Stored items from a collection:
********************

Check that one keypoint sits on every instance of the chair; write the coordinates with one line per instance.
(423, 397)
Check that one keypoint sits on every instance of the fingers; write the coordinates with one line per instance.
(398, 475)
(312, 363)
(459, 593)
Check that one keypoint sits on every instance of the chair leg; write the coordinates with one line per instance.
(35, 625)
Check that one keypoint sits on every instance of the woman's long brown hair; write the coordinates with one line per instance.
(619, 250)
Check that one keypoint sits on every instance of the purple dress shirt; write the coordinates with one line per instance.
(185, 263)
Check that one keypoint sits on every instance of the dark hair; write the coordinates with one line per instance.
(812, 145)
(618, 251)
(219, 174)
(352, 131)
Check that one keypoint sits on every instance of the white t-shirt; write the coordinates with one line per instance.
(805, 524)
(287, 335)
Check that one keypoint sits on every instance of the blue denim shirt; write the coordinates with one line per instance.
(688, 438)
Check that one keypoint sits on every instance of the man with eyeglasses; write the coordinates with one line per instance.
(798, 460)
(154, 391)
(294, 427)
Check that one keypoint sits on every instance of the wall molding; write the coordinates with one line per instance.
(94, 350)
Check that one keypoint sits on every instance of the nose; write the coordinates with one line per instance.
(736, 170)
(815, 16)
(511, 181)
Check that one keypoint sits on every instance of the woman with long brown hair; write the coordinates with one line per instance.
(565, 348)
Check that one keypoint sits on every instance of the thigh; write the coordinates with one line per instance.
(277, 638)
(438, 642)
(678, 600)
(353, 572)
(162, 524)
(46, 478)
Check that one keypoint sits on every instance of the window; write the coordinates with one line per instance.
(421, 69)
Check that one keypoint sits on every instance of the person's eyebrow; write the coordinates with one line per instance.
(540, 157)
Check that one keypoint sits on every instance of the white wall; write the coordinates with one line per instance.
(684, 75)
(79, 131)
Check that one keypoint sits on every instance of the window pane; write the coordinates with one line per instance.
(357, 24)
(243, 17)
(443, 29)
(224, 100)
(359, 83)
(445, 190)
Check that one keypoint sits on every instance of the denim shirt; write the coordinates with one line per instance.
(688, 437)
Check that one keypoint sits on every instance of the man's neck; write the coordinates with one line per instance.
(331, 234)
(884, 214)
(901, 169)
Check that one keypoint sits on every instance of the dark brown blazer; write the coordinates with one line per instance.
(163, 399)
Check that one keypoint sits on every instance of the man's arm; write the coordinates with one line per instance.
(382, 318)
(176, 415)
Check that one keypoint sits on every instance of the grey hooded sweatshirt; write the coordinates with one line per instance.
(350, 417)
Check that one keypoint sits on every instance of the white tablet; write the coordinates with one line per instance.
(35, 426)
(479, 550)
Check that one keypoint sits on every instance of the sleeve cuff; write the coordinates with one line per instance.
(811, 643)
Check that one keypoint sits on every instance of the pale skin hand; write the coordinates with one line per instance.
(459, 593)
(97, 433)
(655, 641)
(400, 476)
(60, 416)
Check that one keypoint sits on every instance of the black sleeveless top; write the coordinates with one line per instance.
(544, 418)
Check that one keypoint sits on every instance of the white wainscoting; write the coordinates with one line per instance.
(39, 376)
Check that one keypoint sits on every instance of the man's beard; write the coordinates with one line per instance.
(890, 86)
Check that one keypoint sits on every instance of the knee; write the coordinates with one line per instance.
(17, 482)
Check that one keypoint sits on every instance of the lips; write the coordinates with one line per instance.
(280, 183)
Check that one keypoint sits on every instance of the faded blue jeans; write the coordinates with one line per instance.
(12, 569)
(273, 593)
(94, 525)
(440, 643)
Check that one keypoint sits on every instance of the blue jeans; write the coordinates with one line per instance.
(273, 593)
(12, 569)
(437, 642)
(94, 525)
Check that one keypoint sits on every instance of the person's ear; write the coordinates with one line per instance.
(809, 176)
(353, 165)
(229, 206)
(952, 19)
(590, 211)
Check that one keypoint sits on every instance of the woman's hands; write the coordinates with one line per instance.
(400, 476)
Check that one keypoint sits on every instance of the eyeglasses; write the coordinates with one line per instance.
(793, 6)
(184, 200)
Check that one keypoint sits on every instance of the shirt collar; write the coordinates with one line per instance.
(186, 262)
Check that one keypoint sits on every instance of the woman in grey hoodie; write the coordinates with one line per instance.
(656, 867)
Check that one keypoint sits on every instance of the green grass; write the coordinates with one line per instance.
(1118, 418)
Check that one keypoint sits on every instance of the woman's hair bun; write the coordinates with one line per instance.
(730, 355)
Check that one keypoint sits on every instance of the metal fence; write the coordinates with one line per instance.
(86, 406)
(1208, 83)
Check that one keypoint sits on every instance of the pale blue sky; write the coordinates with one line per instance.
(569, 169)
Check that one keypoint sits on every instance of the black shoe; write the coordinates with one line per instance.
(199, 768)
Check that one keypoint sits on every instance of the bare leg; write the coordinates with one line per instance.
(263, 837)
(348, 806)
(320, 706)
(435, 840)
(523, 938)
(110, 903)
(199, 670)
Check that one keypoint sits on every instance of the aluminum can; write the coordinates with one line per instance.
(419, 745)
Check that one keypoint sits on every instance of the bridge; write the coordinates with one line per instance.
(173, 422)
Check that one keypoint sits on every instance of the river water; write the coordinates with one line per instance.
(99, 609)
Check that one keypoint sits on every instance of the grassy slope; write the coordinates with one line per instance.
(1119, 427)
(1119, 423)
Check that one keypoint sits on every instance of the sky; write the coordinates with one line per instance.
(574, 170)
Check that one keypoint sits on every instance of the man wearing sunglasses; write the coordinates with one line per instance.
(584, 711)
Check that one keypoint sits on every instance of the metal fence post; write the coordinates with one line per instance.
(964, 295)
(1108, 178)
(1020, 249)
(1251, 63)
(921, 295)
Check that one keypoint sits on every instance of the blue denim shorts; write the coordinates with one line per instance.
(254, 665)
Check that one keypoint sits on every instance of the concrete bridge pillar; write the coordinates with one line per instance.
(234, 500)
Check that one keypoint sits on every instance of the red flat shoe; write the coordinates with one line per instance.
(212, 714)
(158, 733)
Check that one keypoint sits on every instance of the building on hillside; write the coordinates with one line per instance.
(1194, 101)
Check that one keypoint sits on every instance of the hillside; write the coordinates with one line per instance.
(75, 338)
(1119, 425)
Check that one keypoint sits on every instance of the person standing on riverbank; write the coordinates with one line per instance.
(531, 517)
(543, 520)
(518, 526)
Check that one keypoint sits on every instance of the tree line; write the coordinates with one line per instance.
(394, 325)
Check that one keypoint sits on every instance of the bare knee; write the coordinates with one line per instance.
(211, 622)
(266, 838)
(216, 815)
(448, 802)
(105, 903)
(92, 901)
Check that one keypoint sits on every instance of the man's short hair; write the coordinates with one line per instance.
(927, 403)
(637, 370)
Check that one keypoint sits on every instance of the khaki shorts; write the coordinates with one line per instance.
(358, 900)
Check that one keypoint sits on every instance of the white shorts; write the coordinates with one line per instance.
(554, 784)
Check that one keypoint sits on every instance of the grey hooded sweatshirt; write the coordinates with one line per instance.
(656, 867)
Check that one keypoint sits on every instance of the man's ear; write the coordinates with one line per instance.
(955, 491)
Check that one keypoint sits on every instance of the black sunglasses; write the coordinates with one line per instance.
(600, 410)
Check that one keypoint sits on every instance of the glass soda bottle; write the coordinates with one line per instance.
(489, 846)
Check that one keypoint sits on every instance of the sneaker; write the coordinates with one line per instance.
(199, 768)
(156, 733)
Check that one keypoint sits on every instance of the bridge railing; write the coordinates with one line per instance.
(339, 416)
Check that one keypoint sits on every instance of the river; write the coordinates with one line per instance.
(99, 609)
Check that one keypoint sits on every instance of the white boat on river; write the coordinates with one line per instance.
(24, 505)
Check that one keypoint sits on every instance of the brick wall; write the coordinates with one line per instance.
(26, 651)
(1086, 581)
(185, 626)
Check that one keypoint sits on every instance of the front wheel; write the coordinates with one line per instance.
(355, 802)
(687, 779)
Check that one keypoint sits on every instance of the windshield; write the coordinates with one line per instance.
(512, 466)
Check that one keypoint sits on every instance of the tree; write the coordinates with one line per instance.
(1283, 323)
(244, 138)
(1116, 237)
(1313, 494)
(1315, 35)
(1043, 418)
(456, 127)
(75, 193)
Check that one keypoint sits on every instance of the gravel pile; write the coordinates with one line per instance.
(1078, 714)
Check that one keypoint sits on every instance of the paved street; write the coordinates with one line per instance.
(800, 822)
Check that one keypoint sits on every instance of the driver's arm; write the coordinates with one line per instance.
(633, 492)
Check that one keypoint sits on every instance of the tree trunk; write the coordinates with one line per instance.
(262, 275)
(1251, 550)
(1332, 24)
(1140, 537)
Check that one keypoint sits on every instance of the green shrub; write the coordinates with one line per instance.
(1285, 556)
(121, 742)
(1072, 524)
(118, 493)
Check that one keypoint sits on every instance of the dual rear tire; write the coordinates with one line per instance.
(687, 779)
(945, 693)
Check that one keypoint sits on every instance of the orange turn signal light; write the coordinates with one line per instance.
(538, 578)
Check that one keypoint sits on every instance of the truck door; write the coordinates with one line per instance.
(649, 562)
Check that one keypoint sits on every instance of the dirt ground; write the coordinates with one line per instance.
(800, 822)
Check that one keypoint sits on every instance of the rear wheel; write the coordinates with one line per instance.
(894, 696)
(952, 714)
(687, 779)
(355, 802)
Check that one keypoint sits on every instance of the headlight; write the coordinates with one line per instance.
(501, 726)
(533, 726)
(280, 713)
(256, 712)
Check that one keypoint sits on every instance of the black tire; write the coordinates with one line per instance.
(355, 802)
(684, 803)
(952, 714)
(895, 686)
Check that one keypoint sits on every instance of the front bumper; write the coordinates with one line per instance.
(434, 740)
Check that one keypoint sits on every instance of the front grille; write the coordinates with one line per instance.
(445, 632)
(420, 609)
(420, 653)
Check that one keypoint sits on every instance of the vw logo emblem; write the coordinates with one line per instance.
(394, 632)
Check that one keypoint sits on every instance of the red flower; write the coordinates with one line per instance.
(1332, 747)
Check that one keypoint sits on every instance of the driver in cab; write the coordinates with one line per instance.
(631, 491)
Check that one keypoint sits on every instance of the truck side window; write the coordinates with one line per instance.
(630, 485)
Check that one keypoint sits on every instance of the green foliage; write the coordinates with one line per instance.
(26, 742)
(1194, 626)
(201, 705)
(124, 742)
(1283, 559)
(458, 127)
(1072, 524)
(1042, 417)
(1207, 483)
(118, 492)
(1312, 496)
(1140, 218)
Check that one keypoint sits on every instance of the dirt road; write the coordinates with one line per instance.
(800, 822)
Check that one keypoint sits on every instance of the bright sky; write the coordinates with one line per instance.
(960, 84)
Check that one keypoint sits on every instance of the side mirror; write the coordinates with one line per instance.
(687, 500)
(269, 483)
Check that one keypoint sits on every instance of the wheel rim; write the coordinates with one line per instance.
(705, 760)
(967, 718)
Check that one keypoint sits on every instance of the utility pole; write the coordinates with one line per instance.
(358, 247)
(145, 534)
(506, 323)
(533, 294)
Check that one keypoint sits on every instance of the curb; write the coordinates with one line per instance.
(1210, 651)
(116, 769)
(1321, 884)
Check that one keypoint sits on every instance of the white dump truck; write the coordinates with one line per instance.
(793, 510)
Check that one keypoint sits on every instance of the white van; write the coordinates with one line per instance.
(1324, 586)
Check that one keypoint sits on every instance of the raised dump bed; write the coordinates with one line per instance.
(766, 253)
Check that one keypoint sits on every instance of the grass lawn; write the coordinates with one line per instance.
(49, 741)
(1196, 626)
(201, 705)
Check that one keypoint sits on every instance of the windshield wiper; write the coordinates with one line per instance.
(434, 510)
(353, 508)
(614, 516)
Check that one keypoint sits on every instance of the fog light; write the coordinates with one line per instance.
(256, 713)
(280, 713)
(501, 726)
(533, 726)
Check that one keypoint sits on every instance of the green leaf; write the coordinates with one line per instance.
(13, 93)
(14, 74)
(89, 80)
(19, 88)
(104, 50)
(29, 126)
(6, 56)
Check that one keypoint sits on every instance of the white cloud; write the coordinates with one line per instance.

********************

▶ Written instruction
Every line from the line containing "the grass lawn;" to the last line of the material above must be repeated exactly, and no other line.

▶ Written answer
Check that one keypoint sits on every instance of the grass lawn; write the coordinates with one line per instance.
(49, 741)
(1196, 626)
(201, 705)
Check that one keypoint sits on every instance of the windshield wiper; write the coordinates with one line per instance.
(434, 510)
(353, 508)
(614, 516)
Check that one keypoint sits on every instance of the fog light; write the coordinates with one line per instance.
(256, 713)
(280, 713)
(501, 726)
(533, 726)
Check that one keypoint sits on every instance of the green leaf; write the coordinates with one line per instance.
(13, 93)
(14, 74)
(89, 80)
(19, 88)
(104, 50)
(29, 126)
(6, 56)
Check that one keypoint sits on every instance of the white cloud; write the coordinates with one line per instance.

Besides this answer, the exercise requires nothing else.